Source document:
Content starts
Driving There for the First Time

There are many stereotypes floating around about the Welfare Queen or the steak-and-lobster moochers who use their food stamps to sneakily continuing a life of luxury when so many others truly need the assistance. Using this context, it should be said that Darlena and her husband did have a Mercedes, but with several provisos: it was from before their new situation; the car had been fully paid off and selling it to pay for groceries would mean making payments on a car, a debt they couldn’t afford; and the Mercedes was in fine working condition, whereas a new “affordable” car might have to be replaced each year.

Even with that in mind, it doesn’t change the burning shame Darlena felt when she drove to the church to pick up assistance for the first time, and felt everyone’s eyes boring holes into her. Even worse was when she was standing in line at a supermarket, paying for root beer with coupons. A shopper behind her chastised her for her choice, but another shopper came to Darlena’s defense. “Who are you, the soda police?” the stranger said. “Anyone bother you about the pound of candy you’re buying?”

It Can Happen to Anyone

Darlena’s received a lot of feedback from her article, with opinions ranging from supportive to extremely critical. The ones who fall into the latter category accuse her of not really knowing what it’s like to be poor, of not selling her Mercedes, and of still having prospects for the future. But is that really fair? Should being poor have the same face everywhere? Should people like Darlena, who fall unexpectedly on hard times, have to suffer more than most because of their previous perch?

It took a lot of guts to bring even more attention to her story, which involves a Mercedes, but doing so helped shed more light on the issue and continue the conversation. It’s also a perfect example of how losing almost everything can happen to almost anyone, and a lesson in being more careful about judging people. It’s a smart idea to be careful of what you say to people who show up at food banks in a Mercedes, because one day, you could be behind the wheel.
Content ends
What you should do: Pick up the piece about Darlena, her Mercedes and the food assistance she sought, and keep writing it on from its last sentence.

Record set:
Content starts
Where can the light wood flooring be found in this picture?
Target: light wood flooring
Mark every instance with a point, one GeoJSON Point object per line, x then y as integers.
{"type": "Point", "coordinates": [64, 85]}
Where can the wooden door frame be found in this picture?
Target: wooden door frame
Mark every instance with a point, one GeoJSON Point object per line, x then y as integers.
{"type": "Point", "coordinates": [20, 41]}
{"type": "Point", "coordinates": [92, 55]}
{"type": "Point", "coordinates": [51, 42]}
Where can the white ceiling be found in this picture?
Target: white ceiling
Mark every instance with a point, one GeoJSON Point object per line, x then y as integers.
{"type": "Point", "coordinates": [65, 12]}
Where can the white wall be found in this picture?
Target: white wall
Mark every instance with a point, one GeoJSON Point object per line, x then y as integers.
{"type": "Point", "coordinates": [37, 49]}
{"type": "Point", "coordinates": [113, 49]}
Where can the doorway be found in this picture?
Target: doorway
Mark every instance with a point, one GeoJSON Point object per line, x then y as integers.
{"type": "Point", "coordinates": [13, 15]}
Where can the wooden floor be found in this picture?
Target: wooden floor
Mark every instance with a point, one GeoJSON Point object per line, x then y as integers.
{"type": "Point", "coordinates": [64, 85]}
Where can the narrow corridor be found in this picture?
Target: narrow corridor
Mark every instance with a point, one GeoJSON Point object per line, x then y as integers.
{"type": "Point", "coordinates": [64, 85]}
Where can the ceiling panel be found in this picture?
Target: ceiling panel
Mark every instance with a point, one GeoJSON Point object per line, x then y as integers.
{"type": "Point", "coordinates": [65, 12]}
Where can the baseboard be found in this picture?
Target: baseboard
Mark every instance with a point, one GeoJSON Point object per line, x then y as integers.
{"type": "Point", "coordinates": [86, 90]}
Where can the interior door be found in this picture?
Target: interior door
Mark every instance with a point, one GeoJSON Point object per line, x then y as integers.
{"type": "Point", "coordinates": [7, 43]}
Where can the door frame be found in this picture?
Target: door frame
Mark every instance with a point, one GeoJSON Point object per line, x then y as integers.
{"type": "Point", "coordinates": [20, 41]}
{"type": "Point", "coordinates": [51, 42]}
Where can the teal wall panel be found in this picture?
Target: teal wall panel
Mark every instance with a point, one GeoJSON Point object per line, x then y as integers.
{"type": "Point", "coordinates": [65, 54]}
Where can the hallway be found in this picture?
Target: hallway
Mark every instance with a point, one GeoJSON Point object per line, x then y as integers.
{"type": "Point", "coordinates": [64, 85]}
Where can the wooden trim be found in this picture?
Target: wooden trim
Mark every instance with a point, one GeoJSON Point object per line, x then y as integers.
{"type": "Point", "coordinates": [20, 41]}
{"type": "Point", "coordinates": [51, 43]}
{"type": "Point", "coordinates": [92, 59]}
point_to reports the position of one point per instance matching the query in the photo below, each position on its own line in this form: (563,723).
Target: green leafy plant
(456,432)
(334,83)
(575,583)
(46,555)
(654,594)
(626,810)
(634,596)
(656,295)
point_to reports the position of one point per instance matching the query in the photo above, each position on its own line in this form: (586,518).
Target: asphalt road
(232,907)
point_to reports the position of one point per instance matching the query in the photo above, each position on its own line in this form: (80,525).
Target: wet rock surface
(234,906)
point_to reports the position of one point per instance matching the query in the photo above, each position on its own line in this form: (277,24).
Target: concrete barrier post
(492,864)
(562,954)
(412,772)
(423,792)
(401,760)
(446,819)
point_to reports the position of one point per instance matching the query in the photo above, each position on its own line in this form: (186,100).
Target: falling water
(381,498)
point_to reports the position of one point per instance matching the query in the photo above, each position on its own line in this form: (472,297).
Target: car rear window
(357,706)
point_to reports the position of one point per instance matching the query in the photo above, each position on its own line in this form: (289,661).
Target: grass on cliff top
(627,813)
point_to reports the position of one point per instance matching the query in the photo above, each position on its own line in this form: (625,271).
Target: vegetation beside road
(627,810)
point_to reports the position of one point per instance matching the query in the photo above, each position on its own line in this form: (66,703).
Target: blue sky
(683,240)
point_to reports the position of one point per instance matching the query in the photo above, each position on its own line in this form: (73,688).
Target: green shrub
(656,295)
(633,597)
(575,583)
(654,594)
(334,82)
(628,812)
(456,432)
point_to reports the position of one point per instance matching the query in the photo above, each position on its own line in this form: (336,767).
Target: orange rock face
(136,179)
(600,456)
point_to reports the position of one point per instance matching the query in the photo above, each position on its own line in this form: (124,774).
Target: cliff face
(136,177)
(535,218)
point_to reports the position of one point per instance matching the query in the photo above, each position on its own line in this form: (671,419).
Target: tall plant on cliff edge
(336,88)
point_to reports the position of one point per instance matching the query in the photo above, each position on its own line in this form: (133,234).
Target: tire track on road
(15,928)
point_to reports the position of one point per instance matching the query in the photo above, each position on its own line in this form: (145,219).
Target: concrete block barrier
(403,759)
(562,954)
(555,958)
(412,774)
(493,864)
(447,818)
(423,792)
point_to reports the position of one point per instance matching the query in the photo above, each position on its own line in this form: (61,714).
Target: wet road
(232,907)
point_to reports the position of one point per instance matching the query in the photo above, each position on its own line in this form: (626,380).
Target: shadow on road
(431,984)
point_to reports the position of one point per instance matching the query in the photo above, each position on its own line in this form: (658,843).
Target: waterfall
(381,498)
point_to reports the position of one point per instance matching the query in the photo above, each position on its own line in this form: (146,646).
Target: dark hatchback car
Content ends
Output of the task:
Ingrid Rock Walker
# Ingrid Rock Walker
Thursday, July 10, 2014 8:17 AM
I can understand Darlena's situation, I lived it! I grew up in an upper middle class family, My father owned his own company and My mother was a stay at home wife. My parents worked hard for eveverything we had and all it took were a couple of bad business decisions to end it all. They lost everything! I remember seeing my dad cry for the first time ever because he had let his family down.I was with my mom the first time she had to apply for foodstamps, It was ugly! The looks and attitude she recieved were hurtful. I'm a mother of two, twins and now due to the economy my husband and I have become Darlena and my mother. It can happen to any of us, So don't juge!!!!!!!
Geri DeShazo
# Geri DeShazo
Thursday, July 10, 2014 8:17 AM
Great story! Sometimes living without is a lesson from our GOD! Jesus suffered why shouldn't we!!! Once you have struggled thru divorce, ill family members, being I'll yourself and you just keep having everything ripped from your being, you just begin to want to give up!!! Well this girl has just begun the fight and those that have done me wrong with ill intentions are finally gonna get served!!! No threats no reactions, just REAL honest to God! Served!!!! I only serve One and that the only getting served I intend on!!! May God bless those who have held me back!!! You know who you are!!!!
# kathy
Thursday, July 10, 2014 8:17 AM
Only the people living in there home know s what is going on ,do you think they want to go for food stamps if they don't get help they would be living in the streets when you loose a pay check it is hard the price of every thing is so high if you have some savings you have to make it last every day something can happen and if need $5 .00 where are you going to get if ,please don't look down anyone who needs help.